■ **DOCUMENT**
━━━━━━━━━━━━━━━━━━━━━━━━━━━━━━
I want to know how do I wake him up in the morning and again from nap? He would ideally want to nap 3-4 hrs!
I am trying to wake him up by 7 am. Anything later than this doesnt help. He sleeps soo deep, I am just unable to wake him up. I have tried calling him, singing loudly, holding the alarm phone to his ear:( , turning on bright lights in the room, etc.
I tried letting him go without naps but he still needs them. So, please I want to know how others do it?

P.s: By the way, he gets it from me, I am a total night owl and still have trouble waking up early redface.gif
post #2 of 9

They say to move bedtimes a half hour at a time.  So I'd wake him a half hour earlier and over time adjust from there!

post #3 of 9

Is he sleeping in his room or near his own belongings?  I was a VERY deep sleeper.  My father would come in with pots and pans, the radio blaring... he once upended my bed with me in it and swears I only woke up long enough to glare at him, pull my blankets back around myself and went right back to sleep. 

My mother would come into my room on tippytoe and start.touching.my.stuff.  Worked every time. 

Maybe if he has a lovey, you can start taking it away (not really!  Imagine the howling!) or just move it away from him... 

 

Just a wild shot, there.  Good luck!

 

 

post #4 of 9

When I need DS up and he's really out, I turn into Monster Mommy and "eat" his belly while growling at him and informing him that I'm going to eat him all up if he doesn't wake up. Once the smiles start (with eyes still closed), I go for his neck, toes, belly again, nose, etc until I hear a little giggle. Then I scoop him up, hold him over my head, blow a big raspberry on his belly, bring him in for a very quick cuddle, and then attack him again. If I can throw him straight into play-time mode he won't go back to sleep and I don't get the "Oh I'm so sleepy and you woke me up!" grumpiness.
━━━━━━━━━━━━━━━━━━━━━━━━━━━━━━
■ **DATASET CONTENT**

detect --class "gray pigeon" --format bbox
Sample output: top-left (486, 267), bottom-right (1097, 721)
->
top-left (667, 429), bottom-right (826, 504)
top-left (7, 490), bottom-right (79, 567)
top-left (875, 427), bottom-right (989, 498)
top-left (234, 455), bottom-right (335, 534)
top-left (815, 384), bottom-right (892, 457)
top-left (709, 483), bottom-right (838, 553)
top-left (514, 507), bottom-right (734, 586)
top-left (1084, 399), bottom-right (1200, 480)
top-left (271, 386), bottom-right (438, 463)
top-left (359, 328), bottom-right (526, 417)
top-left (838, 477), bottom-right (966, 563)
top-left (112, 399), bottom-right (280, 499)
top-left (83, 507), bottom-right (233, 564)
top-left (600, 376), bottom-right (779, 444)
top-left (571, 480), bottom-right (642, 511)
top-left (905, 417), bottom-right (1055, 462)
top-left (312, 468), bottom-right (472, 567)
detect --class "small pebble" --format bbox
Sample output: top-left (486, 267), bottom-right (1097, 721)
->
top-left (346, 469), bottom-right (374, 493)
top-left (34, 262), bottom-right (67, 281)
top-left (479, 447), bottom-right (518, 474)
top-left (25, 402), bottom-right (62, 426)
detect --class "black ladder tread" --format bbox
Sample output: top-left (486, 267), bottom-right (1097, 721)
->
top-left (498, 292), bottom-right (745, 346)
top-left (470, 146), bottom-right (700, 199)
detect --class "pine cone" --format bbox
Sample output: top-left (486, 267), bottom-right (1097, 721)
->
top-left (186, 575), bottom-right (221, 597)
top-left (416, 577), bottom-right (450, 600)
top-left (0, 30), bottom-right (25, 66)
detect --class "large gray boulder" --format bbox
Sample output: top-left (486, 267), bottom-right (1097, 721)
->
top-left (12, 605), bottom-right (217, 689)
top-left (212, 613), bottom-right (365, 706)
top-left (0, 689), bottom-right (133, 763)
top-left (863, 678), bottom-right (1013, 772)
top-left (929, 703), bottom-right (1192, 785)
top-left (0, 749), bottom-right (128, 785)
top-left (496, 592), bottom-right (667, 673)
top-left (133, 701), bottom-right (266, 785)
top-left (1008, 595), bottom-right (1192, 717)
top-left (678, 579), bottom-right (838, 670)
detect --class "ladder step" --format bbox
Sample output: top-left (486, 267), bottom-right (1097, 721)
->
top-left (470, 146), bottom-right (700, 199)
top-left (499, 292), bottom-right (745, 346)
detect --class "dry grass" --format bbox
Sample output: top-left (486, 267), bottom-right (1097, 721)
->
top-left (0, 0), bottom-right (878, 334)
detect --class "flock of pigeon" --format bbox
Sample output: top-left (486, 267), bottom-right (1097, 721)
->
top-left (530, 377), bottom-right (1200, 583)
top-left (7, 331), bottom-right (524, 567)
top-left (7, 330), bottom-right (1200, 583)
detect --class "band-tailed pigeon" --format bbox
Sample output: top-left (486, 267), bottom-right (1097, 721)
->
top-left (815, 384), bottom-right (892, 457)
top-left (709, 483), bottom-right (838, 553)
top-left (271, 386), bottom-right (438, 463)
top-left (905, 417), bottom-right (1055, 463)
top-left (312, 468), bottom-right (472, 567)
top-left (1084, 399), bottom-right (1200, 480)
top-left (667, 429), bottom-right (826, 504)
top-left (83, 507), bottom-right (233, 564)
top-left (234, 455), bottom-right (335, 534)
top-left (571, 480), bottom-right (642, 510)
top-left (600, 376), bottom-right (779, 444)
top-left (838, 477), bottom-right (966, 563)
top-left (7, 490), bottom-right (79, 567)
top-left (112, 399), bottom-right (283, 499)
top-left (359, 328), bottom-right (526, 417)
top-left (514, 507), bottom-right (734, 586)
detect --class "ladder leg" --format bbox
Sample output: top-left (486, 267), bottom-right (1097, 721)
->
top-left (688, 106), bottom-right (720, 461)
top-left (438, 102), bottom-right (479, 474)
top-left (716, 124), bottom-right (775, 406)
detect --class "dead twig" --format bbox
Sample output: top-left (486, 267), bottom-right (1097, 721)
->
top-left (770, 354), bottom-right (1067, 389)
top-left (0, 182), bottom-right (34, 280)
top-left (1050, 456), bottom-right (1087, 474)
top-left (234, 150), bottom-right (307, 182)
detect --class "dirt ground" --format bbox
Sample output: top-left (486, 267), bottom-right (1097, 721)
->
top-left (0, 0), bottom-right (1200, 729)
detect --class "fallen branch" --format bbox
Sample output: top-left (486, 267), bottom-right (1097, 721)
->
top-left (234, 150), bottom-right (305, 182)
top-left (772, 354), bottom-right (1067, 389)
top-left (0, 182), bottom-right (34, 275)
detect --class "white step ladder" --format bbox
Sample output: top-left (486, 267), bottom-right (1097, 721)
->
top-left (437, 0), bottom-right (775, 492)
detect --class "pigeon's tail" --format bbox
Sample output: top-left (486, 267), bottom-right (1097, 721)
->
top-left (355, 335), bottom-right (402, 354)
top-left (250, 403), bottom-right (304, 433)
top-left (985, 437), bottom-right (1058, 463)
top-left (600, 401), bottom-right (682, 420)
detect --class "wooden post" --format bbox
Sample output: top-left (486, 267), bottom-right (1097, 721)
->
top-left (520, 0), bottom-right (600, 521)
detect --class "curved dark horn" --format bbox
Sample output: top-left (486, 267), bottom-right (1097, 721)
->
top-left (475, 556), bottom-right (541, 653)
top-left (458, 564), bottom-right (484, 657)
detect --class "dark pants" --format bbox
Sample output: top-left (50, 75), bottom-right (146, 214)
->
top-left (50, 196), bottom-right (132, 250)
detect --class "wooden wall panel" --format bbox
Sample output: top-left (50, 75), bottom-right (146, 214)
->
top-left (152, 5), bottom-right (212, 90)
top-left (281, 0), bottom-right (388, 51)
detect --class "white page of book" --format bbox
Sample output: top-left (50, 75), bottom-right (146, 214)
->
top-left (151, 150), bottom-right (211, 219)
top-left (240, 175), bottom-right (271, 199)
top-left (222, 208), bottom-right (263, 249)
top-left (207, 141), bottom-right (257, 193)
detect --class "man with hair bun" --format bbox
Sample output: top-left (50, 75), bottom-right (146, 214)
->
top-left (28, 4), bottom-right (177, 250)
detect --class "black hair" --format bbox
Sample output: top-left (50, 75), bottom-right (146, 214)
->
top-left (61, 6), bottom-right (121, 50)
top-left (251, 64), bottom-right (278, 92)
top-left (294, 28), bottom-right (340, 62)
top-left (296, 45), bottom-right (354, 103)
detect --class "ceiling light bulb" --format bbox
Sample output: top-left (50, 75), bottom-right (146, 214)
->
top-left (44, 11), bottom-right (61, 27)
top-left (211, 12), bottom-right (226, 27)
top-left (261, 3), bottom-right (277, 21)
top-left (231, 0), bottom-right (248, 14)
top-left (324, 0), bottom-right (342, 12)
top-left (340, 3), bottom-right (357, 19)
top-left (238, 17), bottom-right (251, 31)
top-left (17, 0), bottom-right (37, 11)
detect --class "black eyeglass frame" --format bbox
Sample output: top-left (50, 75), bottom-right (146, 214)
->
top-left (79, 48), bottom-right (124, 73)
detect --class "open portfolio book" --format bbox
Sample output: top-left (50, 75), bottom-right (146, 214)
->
━━━━━━━━━━━━━━━━━━━━━━━━━━━━━━
■ **PROBLEM STATEMENT**
Copy the forum thread about waking a deep-sleeping child word for word, from start to finish.

■ **SOLUTION FOR THIS EXERCISE**
I want to know how do I wake him up in the morning and again from nap? He would ideally want to nap 3-4 hrs!
I am trying to wake him up by 7 am. Anything later than this doesnt help. He sleeps soo deep, I am just unable to wake him up. I have tried calling him, singing loudly, holding the alarm phone to his ear:( , turning on bright lights in the room, etc.
I tried letting him go without naps but he still needs them. So, please I want to know how others do it?

P.s: By the way, he gets it from me, I am a total night owl and still have trouble waking up early redface.gif
post #2 of 9

They say to move bedtimes a half hour at a time.  So I'd wake him a half hour earlier and over time adjust from there!

post #3 of 9

Is he sleeping in his room or near his own belongings?  I was a VERY deep sleeper.  My father would come in with pots and pans, the radio blaring... he once upended my bed with me in it and swears I only woke up long enough to glare at him, pull my blankets back around myself and went right back to sleep. 

My mother would come into my room on tippytoe and start.touching.my.stuff.  Worked every time. 

Maybe if he has a lovey, you can start taking it away (not really!  Imagine the howling!) or just move it away from him... 

 

Just a wild shot, there.  Good luck!

 

 

post #4 of 9

When I need DS up and he's really out, I turn into Monster Mommy and "eat" his belly while growling at him and informing him that I'm going to eat him all up if he doesn't wake up. Once the smiles start (with eyes still closed), I go for his neck, toes, belly again, nose, etc until I hear a little giggle. Then I scoop him up, hold him over my head, blow a big raspberry on his belly, bring him in for a very quick cuddle, and then attack him again. If I can throw him straight into play-time mode he won't go back to sleep and I don't get the "Oh I'm so sleepy and you woke me up!" grumpiness.